WORK ITEM
Reproduce, without alteration, the portion of the faculty profile starting with "I teach intensive" and going on through "significant historical questions.".

EXCERPTED PASSAGE
════════════════
Associate Professor of History
Email: Lindsay.Wilson@nau.edu
Office phone: (928) 523-6217
Office LA 207
Teaching Interests
My general approach to education is that students should be encouraged to expect the best of our curriculum and of themselves. I received my Ph.D. in history and humanities, and nearly all my courses are interdisciplinary. In the Western Civilization survey, for example, we read from classics in Greek tragedy and comedy and re-create the trial of Socrates in order to understand the dynamic of contestation and debate that gave such vitality to Greek democracy. In the early modern Europe class, we read from Galileos letters, works, and testimony before the Inquisition and then consider how his image was imaginatively reconstructed in the twentieth century by Bertolt Brecht in his play, Galileo, to criticize the rise of totalitarianism in Germany and of McCarthyism in the United States.
I teach intensive writing courses at both the undergraduate and graduate levels and have come, as a result, to become increasingly interested in the craft of history. History 300W, for example, has two purposes: to explore the social and cultural history of witch beliefs and witch hunts and to develop skills in writing history. Students master specific content matter, but just as importantly, they are guided to an understanding of how knowledge is arrived at in history. What counts as evidence? Upon what criteria is the quality of any historical account measured? In History 498 and in graduate classes, the focus is on how to pose and research significant historical questions.
My newest additions to the curriculum are courses in the social history of medicine. These courses explore changing and differing concepts of health and disease across time and cultures. Etiologies of disease at once incorporate and sanction ideologies. In social debates about race, gender, and class, disease etiologies served to support widely held values and attitudes. They helped shape the identity of those deemed sick and informed public policy. Case studies in the social history of medicine are currently of great interest to anthropologists, historians, and political scientists. Some of the texts that we are studying in these courses are Peter Allens The Wages of Sin: Sex and Disease, Past and Present, The Doctor Trial: The Medical Case of the Subsequent Nuremberg Proceedings from the United States Holocaust Museum, and Philippe Aries Western Attitudes toward Death.
Courses Taught
Undergraduate:
Western Civilization to 1660
Witch-crazes: A Social and Cultural History
Renaissance and Reformation
Early Modern Europe
Medicine and Society
The Other Side of the Renaissance
Gendered Lives
Graduate:
Medicine and Culture
Life History and the Historical Moment
Womens History, Theory and Methods
Professional Development.
Research Interests and Publication
My first book, Women and Medicine in the French Enlightenment: The Debate over Maladies des Femmes, was published in 1993 by The Johns Hopkins University Press. It examines a number of eighteenth-century causes celebres revolving around women and having important social and political ramifications. It reveals the extent to which the traditional values of hierarchy, privilege, and patriarchy were repeatedly challenged in the decades prior to the French Revolution and exposes the fragility of medical judgment in attempting to resolve disputes that were grounded as much on conflicting visions of society as of nature. The value of such an approach is that it broadensthe parameters of the history of medicine to encompass new currents in cultural and social history.
════════════════
RECORDED INFORMATION
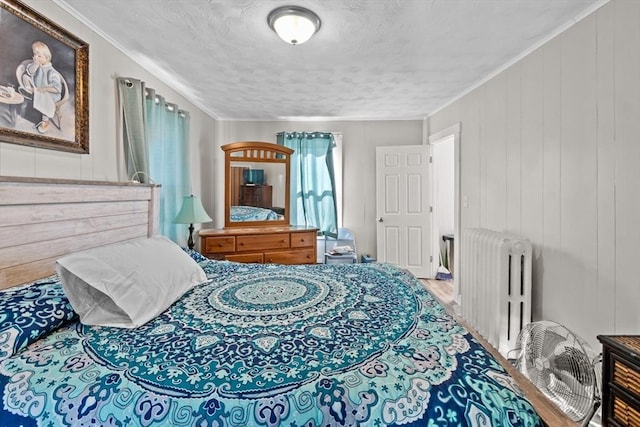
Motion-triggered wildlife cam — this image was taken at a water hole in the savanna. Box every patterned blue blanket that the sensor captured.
[231,206,278,221]
[0,260,541,427]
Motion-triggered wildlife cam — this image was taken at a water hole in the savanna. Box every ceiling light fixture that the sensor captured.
[267,6,320,45]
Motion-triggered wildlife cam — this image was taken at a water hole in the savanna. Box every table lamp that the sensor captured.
[173,194,212,249]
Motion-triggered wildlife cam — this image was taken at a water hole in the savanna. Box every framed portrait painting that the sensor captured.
[0,0,89,153]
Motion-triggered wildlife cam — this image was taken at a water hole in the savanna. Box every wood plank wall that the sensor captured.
[429,0,640,350]
[0,177,159,289]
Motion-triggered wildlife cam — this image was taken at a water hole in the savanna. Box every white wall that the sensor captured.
[203,120,423,255]
[429,0,640,348]
[0,0,215,247]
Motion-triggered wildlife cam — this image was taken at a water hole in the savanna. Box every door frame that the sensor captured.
[428,122,464,304]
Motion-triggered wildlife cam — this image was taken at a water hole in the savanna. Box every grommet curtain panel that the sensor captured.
[277,132,338,237]
[117,78,191,245]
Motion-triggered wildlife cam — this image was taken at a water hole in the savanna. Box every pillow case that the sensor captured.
[0,276,77,360]
[56,236,207,328]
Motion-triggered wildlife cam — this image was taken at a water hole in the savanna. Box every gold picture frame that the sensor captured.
[0,0,89,153]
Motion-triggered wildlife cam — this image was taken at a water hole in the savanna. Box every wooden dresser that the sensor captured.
[598,335,640,427]
[200,226,318,264]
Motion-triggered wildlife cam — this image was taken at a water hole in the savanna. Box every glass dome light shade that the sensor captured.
[267,6,320,45]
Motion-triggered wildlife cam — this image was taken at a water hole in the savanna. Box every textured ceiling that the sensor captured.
[56,0,603,120]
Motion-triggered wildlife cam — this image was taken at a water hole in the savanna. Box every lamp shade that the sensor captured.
[173,194,211,224]
[267,6,320,45]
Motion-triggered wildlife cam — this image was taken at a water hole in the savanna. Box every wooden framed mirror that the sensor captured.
[221,141,293,228]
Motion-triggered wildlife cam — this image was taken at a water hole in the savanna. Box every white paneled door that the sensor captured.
[376,145,431,278]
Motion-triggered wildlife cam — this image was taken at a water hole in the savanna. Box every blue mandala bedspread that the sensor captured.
[0,260,541,427]
[231,206,278,221]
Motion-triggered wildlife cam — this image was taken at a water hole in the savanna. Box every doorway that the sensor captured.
[376,145,432,278]
[429,123,460,301]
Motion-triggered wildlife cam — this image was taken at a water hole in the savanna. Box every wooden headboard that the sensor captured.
[0,176,160,289]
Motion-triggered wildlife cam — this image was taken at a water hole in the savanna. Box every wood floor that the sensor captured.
[420,279,578,427]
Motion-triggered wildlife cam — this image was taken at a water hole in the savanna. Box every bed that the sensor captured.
[230,206,279,221]
[0,180,542,427]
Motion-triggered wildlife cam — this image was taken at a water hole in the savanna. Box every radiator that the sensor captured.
[457,228,532,357]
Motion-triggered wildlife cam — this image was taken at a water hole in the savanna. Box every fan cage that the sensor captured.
[515,321,600,422]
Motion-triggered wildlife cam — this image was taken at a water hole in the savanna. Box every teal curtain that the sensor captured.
[116,78,149,182]
[145,89,191,243]
[277,132,338,237]
[117,78,191,245]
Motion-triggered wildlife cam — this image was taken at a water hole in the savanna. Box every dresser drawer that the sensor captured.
[236,233,289,252]
[264,249,317,264]
[611,354,640,399]
[204,236,236,254]
[608,391,640,427]
[224,252,264,264]
[291,232,317,248]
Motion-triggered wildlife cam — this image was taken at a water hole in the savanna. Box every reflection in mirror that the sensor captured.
[229,161,286,222]
[221,141,293,227]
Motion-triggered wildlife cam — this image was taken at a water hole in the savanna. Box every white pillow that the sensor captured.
[56,236,207,328]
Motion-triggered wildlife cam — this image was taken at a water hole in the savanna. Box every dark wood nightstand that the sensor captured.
[598,335,640,427]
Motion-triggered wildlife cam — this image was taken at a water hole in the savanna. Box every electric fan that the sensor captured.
[514,320,600,426]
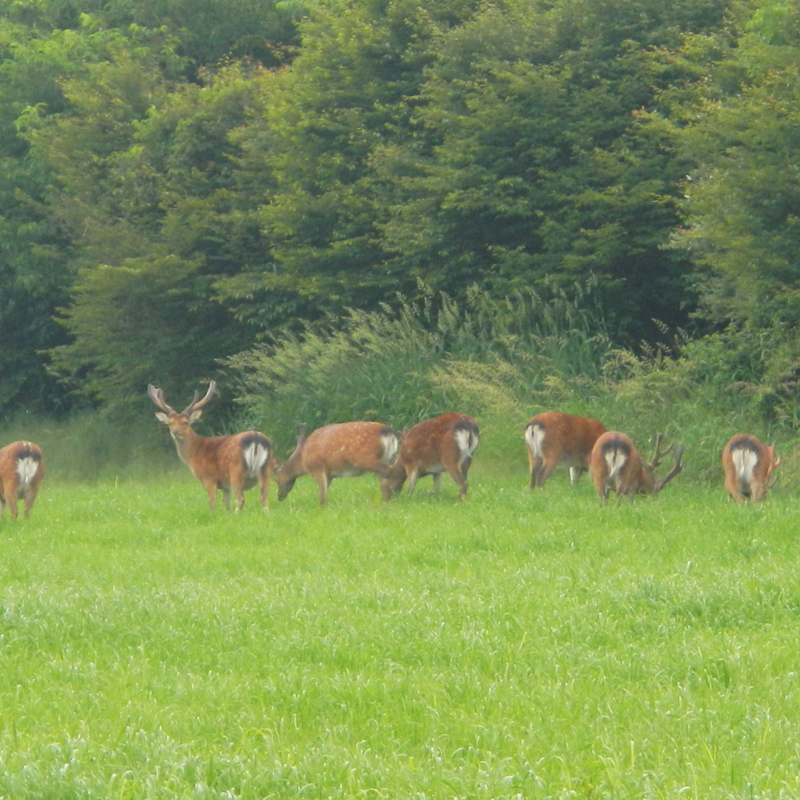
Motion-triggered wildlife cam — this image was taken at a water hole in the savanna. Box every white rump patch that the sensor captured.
[525,425,544,458]
[605,447,628,480]
[17,456,39,490]
[731,447,758,487]
[381,433,400,466]
[242,442,269,478]
[455,428,479,459]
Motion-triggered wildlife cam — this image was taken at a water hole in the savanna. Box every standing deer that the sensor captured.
[722,433,781,503]
[275,422,401,505]
[0,442,44,519]
[525,411,606,489]
[590,431,683,501]
[147,381,273,511]
[381,413,480,498]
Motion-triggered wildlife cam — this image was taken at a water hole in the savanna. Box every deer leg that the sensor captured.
[259,464,270,511]
[314,471,330,506]
[528,453,544,489]
[231,483,244,513]
[203,481,217,511]
[408,468,419,494]
[6,483,19,519]
[444,465,467,500]
[536,459,558,486]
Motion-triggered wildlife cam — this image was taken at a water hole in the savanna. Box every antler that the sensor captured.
[656,444,683,494]
[181,381,217,417]
[147,383,175,414]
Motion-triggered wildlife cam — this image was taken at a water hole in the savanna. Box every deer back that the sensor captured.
[722,433,781,502]
[382,412,480,496]
[275,422,400,500]
[525,411,606,469]
[591,431,683,499]
[0,441,44,492]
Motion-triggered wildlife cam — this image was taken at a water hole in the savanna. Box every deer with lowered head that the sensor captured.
[590,431,683,501]
[381,413,480,499]
[0,442,44,519]
[147,381,273,511]
[275,422,401,505]
[525,411,606,489]
[722,433,781,503]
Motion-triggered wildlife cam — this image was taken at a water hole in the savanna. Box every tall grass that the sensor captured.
[227,282,608,460]
[0,472,800,800]
[223,290,798,485]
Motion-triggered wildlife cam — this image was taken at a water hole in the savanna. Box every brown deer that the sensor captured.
[275,422,401,505]
[381,413,480,498]
[722,433,781,503]
[590,431,683,501]
[147,381,273,511]
[525,411,606,489]
[0,442,44,519]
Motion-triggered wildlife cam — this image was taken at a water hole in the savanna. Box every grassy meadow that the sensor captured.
[0,446,800,800]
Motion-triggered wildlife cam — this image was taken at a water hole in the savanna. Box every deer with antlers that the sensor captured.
[147,381,273,511]
[525,411,606,489]
[381,412,480,499]
[590,431,683,501]
[275,422,401,505]
[722,433,781,503]
[0,442,44,519]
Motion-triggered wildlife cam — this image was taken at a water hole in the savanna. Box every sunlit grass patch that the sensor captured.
[0,472,800,798]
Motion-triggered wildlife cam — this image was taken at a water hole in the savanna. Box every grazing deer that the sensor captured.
[381,413,480,498]
[147,381,273,511]
[722,433,781,503]
[0,442,44,519]
[275,422,401,505]
[590,431,683,501]
[525,411,606,489]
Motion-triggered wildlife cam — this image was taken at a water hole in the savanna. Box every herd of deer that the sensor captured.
[0,381,781,518]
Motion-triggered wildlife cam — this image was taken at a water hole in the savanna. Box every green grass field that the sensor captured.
[0,459,800,800]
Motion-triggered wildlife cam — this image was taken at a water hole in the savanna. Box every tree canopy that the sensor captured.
[0,0,800,413]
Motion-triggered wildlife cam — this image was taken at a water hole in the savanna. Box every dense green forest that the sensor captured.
[0,0,800,438]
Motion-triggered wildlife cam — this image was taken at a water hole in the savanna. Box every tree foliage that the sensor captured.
[0,0,800,412]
════════════════
FINAL ANSWER
I teach intensive writing courses at both the undergraduate and graduate levels and have come, as a result, to become increasingly interested in the craft of history. History 300W, for example, has two purposes: to explore the social and cultural history of witch beliefs and witch hunts and to develop skills in writing history. Students master specific content matter, but just as importantly, they are guided to an understanding of how knowledge is arrived at in history. What counts as evidence? Upon what criteria is the quality of any historical account measured? In History 498 and in graduate classes, the focus is on how to pose and research significant historical questions.